◆ **Short task**
What follows is a block of records; reproduce all of it verbatim.

Start Working data

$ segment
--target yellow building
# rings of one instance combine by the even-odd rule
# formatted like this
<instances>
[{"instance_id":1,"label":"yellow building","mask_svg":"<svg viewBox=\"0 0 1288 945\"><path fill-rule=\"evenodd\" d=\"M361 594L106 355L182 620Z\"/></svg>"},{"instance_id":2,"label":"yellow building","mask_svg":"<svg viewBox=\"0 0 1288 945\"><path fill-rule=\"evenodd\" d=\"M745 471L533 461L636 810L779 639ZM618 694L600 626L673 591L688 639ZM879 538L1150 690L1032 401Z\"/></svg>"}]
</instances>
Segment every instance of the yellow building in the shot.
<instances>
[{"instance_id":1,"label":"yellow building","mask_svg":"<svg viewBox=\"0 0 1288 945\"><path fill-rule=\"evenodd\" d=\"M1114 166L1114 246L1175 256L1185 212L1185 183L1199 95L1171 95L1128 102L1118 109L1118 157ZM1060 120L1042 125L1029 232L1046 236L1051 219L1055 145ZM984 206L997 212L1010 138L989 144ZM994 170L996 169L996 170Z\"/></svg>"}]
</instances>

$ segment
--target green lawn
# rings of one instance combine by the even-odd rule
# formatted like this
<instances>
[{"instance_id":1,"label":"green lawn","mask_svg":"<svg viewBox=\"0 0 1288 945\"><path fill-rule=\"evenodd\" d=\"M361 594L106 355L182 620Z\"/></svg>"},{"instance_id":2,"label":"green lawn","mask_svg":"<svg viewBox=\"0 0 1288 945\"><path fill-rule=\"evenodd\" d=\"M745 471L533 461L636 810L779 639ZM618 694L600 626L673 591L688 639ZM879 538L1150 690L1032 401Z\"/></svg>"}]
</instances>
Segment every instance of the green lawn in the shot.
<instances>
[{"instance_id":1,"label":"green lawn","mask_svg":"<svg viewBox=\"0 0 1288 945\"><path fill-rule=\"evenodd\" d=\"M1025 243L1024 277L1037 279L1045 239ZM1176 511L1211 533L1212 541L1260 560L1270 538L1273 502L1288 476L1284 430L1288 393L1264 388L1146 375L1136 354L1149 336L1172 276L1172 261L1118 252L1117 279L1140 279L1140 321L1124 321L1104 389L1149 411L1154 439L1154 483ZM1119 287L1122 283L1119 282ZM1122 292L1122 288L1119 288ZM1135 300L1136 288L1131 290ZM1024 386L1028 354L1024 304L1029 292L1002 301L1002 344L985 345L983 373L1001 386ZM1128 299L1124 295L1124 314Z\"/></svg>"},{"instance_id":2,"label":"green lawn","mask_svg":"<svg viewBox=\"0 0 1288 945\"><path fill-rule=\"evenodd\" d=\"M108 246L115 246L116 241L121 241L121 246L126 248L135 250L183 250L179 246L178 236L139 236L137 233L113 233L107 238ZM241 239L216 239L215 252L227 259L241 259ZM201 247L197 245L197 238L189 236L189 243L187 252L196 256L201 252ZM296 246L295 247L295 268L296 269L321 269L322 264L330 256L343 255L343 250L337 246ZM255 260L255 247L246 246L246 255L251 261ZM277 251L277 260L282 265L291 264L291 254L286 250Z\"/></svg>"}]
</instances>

End Working data

◆ **Task response**
$ segment
--target yellow building
# rings of one instance combine by the even-odd rule
# formatted like this
<instances>
[{"instance_id":1,"label":"yellow building","mask_svg":"<svg viewBox=\"0 0 1288 945\"><path fill-rule=\"evenodd\" d=\"M361 594L106 355L182 620Z\"/></svg>"},{"instance_id":2,"label":"yellow building","mask_svg":"<svg viewBox=\"0 0 1288 945\"><path fill-rule=\"evenodd\" d=\"M745 471L533 461L636 810L779 639ZM618 694L600 626L673 591L688 639ZM879 538L1150 690L1032 401Z\"/></svg>"}]
</instances>
Segment every instance of the yellow building in the shot.
<instances>
[{"instance_id":1,"label":"yellow building","mask_svg":"<svg viewBox=\"0 0 1288 945\"><path fill-rule=\"evenodd\" d=\"M1114 166L1114 246L1175 256L1185 212L1185 183L1199 95L1171 95L1128 102L1118 109L1118 157ZM1060 120L1042 125L1029 232L1046 236L1051 219L1055 145ZM984 206L997 212L1010 138L989 144ZM994 170L996 169L996 170Z\"/></svg>"}]
</instances>

$ segment
--target green lawn
# rings of one instance combine by the even-odd rule
# formatted like this
<instances>
[{"instance_id":1,"label":"green lawn","mask_svg":"<svg viewBox=\"0 0 1288 945\"><path fill-rule=\"evenodd\" d=\"M361 594L106 355L182 620Z\"/></svg>"},{"instance_id":2,"label":"green lawn","mask_svg":"<svg viewBox=\"0 0 1288 945\"><path fill-rule=\"evenodd\" d=\"M745 471L533 461L636 810L779 639ZM618 694L600 626L673 591L688 639ZM879 538L1150 690L1032 401Z\"/></svg>"}]
</instances>
Segment every instance of the green lawn in the shot.
<instances>
[{"instance_id":1,"label":"green lawn","mask_svg":"<svg viewBox=\"0 0 1288 945\"><path fill-rule=\"evenodd\" d=\"M1025 243L1024 277L1037 279L1045 239ZM1176 511L1211 533L1212 541L1260 560L1270 538L1273 502L1288 476L1284 430L1288 393L1264 388L1146 375L1136 354L1149 336L1172 276L1172 261L1118 252L1117 279L1140 279L1140 321L1124 321L1104 389L1149 411L1154 439L1154 483ZM1119 287L1122 283L1119 282ZM1122 292L1122 288L1119 288ZM1135 300L1136 288L1131 290ZM1024 386L1028 354L1024 304L1029 292L1002 301L1002 344L985 345L983 373L1001 386ZM1128 299L1124 295L1124 314Z\"/></svg>"},{"instance_id":2,"label":"green lawn","mask_svg":"<svg viewBox=\"0 0 1288 945\"><path fill-rule=\"evenodd\" d=\"M108 246L115 246L116 241L121 241L121 246L126 248L135 250L183 250L179 246L178 236L139 236L137 233L113 233L107 238ZM241 239L216 239L215 252L227 259L241 259ZM201 247L197 245L197 238L189 236L189 243L187 252L196 256L201 252ZM296 246L295 247L295 268L296 269L321 269L322 264L330 256L343 255L343 250L337 246ZM255 260L255 247L246 246L246 255L251 261ZM277 251L277 260L282 265L291 264L291 254L286 250Z\"/></svg>"}]
</instances>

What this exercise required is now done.